PROBLEM:
Arrange every line of the material below as a Markdown table with two columns, Row and Line. Number the rows in order and leave out blank lines.

Records from a pointing dataset:
----------------------------------------

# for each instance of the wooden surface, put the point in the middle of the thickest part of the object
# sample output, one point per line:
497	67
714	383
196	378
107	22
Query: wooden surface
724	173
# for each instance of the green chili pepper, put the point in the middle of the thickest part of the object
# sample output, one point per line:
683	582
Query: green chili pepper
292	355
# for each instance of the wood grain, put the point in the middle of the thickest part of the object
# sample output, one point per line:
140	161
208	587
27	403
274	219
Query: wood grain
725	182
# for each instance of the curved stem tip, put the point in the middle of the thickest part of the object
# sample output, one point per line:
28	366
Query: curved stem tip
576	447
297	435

----------------------------------------

WRITTEN ANSWER:
| Row | Line |
|---|---|
| 1 | # for each instance of the wooden surface, put the point in the middle of the thickest part of the object |
| 2 | # sample output, one point per line: |
| 3 | 497	67 |
| 4 | 714	383 |
| 5 | 196	378 |
| 6 | 107	22 |
| 7 | Query: wooden surface |
| 8 | 724	173 |
| 9 | # for each instance of the green chili pepper, put the point in the middle of the thickest part of the object |
| 10 | # sample output, one point per line: |
| 11 | 683	582 |
| 12 | Query: green chili pepper |
| 13 | 292	355 |
| 14 | # for each instance of the wood grain, put the point in the middle of the thickest part of the object |
| 15 | # sample output, one point per line: |
| 16 | 140	161 |
| 17 | 208	587 |
| 18 | 27	403 |
| 19 | 274	219 |
| 20 | Query: wood grain |
| 21 | 725	182 |
| 22 | # for each instance of the curved stem tip, put the point in the middle of the thickest part of the object |
| 23 | # sample output, one point per line: |
| 24 | 28	366 |
| 25 | Query: curved stem tip |
| 26 | 576	447 |
| 27 | 297	435 |